**PROBLEM DETAILS**
Whenever a line in the entries below contains the string "black", copy that line.

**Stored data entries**
###
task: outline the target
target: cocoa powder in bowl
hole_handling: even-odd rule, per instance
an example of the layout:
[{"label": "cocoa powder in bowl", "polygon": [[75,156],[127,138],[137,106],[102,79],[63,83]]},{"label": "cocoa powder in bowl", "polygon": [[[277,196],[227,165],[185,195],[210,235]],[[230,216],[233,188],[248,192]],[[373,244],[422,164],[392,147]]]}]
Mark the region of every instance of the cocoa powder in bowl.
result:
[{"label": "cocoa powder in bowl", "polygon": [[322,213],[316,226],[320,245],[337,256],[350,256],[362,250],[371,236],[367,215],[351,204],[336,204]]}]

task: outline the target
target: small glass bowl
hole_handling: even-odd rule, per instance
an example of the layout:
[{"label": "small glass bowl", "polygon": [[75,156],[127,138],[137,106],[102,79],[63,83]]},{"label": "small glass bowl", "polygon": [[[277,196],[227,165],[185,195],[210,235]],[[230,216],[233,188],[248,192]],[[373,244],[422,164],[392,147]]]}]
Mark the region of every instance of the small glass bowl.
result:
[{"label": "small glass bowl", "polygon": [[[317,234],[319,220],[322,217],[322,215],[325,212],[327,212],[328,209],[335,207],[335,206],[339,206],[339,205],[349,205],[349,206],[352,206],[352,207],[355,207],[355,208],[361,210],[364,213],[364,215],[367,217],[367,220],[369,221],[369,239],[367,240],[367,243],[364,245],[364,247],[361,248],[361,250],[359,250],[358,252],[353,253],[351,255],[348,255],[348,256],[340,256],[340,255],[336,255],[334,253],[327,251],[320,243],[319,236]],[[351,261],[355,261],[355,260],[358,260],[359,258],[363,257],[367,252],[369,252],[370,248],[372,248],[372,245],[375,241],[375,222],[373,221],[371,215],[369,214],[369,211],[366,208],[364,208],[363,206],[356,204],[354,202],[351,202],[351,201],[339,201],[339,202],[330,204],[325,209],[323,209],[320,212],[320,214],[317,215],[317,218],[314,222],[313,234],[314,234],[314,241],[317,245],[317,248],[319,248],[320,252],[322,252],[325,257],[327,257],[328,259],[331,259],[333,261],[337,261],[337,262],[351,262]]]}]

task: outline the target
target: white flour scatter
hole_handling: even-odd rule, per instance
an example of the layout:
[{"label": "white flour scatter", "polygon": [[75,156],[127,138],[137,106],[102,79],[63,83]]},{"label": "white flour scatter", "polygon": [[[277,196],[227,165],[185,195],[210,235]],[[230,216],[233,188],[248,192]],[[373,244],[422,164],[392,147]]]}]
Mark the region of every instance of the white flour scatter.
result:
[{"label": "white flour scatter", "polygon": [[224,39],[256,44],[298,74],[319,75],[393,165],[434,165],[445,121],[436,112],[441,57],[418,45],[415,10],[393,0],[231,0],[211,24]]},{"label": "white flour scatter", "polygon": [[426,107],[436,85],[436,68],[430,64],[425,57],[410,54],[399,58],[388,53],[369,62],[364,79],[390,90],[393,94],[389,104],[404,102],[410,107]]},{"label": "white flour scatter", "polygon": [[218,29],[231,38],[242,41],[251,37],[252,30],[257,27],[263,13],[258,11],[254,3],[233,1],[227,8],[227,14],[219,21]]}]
###
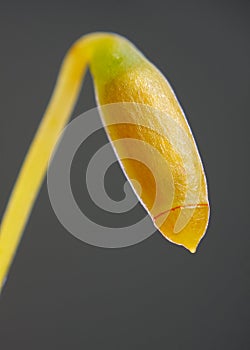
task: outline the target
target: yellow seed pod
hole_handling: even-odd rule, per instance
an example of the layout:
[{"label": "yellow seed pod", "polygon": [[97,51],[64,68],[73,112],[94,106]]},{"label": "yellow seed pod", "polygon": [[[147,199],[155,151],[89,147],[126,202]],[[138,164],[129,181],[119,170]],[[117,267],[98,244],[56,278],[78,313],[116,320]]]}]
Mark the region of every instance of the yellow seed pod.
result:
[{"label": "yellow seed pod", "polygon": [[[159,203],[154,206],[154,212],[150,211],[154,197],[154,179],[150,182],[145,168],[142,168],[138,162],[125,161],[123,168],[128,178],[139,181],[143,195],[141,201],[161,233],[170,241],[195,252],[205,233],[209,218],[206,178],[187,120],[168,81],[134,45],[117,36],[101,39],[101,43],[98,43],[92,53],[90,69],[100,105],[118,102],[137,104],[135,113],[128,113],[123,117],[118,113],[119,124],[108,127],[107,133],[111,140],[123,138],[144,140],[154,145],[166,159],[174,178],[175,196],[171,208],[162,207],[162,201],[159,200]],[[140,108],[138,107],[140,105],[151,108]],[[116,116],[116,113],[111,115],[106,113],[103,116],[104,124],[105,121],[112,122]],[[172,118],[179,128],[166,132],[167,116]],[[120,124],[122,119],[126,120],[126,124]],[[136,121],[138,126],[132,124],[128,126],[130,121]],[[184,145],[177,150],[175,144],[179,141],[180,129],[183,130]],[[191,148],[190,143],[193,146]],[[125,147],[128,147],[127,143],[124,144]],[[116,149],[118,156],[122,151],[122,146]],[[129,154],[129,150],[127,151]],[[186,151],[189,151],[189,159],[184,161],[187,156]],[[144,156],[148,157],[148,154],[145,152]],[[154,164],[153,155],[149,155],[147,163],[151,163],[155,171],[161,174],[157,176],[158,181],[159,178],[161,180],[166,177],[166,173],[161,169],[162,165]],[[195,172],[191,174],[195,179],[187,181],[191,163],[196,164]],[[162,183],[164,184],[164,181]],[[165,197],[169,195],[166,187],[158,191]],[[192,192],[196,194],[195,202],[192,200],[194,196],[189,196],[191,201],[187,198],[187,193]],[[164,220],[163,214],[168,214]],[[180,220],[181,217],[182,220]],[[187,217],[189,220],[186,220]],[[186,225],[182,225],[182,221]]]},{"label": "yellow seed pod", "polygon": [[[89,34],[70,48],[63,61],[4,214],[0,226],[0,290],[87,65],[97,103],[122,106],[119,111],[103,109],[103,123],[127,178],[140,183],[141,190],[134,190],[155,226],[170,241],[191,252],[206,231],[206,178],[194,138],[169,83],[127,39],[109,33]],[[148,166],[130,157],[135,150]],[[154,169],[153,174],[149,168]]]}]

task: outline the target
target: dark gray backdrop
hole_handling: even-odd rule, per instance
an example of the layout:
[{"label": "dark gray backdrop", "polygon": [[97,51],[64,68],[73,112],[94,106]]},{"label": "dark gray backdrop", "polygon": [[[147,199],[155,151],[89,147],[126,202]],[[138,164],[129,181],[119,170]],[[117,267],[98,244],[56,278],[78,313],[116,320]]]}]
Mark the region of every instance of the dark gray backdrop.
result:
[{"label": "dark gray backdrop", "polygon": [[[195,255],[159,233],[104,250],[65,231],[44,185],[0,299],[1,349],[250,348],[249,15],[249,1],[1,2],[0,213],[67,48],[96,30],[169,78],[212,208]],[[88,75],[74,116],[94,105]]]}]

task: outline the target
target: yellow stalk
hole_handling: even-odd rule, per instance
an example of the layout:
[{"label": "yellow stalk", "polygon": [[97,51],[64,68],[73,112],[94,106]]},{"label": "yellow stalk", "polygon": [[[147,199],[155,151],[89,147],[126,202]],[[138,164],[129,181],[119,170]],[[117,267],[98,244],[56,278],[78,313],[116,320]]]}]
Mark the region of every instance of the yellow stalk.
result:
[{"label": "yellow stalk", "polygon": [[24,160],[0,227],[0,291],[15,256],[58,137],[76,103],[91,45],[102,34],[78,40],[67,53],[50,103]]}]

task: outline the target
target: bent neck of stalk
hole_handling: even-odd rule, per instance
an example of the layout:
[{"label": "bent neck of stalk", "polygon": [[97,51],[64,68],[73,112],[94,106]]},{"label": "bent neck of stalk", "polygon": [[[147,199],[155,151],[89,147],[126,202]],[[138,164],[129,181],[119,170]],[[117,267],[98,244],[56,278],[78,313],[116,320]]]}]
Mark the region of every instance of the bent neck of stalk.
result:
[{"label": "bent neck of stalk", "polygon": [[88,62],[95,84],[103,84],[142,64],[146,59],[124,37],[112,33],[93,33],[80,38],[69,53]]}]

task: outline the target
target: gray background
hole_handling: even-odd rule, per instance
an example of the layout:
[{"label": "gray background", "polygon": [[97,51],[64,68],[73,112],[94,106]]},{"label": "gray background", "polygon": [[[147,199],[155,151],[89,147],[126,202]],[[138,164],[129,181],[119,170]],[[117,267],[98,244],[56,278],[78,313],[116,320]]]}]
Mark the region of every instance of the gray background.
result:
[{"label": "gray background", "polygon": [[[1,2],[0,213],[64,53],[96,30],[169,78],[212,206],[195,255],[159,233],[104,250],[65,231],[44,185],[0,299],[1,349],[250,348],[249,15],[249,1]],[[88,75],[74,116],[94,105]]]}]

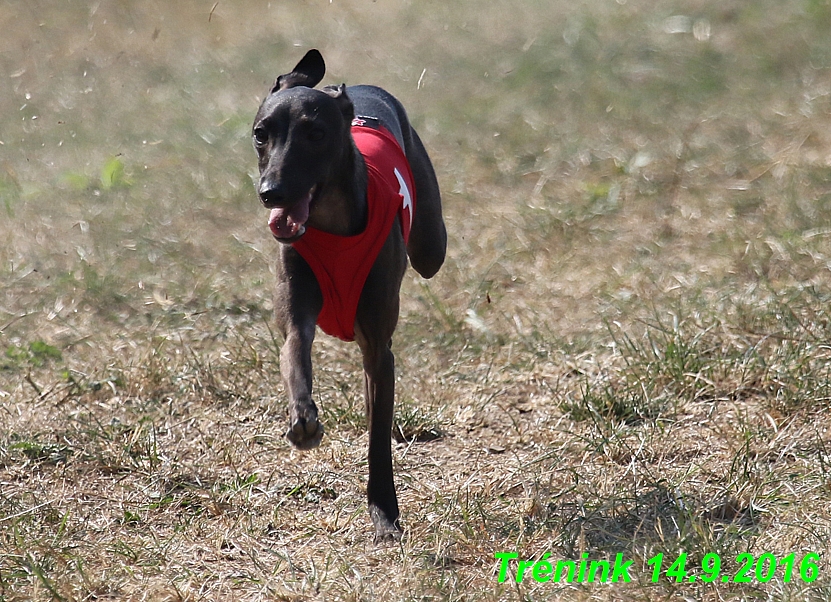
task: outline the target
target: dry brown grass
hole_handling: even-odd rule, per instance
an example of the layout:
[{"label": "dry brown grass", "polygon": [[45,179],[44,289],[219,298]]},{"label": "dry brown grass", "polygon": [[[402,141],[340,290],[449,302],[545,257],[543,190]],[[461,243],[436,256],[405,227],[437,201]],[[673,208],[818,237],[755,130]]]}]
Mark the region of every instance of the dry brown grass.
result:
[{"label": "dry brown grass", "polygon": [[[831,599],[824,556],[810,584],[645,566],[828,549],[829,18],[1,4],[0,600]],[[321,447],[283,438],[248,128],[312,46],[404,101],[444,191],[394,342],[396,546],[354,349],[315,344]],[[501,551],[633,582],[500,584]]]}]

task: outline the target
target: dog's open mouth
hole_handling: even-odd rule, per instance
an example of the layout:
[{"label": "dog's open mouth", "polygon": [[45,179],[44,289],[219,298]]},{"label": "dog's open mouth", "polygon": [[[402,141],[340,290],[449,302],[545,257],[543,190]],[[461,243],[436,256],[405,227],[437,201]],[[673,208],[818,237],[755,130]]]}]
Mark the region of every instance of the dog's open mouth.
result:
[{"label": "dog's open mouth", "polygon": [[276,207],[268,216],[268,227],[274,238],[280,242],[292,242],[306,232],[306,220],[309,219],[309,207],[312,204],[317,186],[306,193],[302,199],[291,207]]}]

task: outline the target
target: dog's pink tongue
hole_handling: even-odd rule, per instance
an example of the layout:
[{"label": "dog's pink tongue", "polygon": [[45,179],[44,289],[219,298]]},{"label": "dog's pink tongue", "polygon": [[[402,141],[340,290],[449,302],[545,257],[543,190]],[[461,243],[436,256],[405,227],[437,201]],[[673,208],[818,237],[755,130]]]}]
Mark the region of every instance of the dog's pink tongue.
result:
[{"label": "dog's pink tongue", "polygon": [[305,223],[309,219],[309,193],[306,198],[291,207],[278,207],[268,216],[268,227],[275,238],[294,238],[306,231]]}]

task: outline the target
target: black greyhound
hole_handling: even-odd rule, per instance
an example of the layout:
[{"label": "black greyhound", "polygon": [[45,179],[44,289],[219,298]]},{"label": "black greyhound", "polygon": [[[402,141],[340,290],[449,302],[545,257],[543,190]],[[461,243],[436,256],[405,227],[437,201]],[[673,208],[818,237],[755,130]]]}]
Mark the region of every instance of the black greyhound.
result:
###
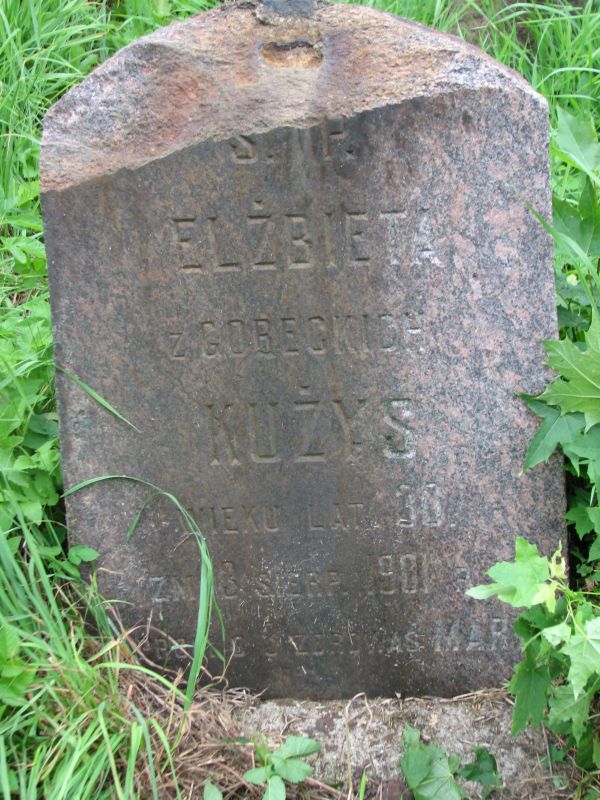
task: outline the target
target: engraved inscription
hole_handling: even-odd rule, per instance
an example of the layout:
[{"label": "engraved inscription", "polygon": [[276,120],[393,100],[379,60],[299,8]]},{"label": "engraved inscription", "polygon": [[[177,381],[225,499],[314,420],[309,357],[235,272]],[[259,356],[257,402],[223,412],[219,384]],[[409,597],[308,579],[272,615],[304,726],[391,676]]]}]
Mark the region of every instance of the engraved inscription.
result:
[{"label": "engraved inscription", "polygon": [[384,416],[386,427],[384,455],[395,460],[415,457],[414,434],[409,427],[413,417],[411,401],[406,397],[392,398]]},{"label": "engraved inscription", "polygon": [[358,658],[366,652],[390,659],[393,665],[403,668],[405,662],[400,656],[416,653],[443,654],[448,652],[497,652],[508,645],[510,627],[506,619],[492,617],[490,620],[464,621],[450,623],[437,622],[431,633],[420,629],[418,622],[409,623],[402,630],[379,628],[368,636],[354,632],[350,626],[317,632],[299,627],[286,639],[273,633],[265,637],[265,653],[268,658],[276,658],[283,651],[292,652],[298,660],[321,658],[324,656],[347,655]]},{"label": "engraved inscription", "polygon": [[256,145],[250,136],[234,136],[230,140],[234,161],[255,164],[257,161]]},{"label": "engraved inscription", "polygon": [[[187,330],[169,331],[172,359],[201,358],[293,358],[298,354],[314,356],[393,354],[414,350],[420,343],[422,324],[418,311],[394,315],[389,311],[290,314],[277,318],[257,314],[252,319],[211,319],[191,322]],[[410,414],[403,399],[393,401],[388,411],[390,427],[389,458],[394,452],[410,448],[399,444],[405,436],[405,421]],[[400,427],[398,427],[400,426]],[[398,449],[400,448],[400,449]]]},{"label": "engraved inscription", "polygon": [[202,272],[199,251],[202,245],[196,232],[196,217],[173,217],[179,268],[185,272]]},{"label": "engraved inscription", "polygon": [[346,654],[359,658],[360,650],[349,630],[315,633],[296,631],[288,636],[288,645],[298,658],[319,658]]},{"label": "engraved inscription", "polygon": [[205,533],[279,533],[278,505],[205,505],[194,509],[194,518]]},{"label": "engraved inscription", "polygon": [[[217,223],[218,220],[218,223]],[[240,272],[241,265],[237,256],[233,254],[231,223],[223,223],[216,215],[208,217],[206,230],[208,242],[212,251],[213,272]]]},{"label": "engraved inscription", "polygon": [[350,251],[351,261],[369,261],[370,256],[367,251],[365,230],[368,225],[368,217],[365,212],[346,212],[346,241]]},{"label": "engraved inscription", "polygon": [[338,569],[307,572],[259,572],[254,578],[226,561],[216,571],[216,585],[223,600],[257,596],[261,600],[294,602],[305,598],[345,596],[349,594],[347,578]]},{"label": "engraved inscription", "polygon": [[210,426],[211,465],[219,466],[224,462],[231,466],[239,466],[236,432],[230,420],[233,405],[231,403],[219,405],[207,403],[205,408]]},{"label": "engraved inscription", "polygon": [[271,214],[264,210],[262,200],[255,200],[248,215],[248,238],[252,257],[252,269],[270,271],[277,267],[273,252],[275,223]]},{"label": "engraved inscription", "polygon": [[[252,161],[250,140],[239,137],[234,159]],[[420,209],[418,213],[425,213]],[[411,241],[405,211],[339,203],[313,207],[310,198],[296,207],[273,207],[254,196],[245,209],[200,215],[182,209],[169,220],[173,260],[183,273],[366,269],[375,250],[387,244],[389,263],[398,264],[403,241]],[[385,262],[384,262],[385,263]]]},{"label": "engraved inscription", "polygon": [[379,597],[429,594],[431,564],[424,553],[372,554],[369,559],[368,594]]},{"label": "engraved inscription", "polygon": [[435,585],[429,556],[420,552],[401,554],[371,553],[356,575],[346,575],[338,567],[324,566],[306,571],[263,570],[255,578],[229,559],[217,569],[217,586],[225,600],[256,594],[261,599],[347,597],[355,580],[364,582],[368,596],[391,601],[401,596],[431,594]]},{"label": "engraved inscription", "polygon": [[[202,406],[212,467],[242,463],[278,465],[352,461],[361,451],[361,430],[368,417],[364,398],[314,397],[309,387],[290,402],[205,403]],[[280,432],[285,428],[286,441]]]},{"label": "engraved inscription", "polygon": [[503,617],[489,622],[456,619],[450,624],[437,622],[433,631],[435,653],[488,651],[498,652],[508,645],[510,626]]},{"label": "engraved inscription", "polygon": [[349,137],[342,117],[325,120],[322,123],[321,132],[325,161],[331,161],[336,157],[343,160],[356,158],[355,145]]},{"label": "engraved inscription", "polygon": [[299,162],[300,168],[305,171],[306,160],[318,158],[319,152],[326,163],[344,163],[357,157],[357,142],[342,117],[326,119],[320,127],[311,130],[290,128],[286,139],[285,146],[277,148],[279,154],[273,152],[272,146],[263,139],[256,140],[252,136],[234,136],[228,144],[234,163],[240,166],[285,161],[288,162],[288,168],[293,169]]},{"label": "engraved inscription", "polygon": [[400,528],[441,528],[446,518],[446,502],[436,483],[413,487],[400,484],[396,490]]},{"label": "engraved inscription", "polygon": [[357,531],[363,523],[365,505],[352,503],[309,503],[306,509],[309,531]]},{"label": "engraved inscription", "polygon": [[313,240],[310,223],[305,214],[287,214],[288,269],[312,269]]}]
###
**COMPLETED TASK**
target: black greyhound
[{"label": "black greyhound", "polygon": [[45,179],[44,289],[219,298]]},{"label": "black greyhound", "polygon": [[[402,141],[340,290],[449,302],[545,257],[543,190]],[[461,243],[436,256],[405,227],[437,201]],[[673,208],[818,237],[755,130]]]}]
Mark the region of every instance of the black greyhound.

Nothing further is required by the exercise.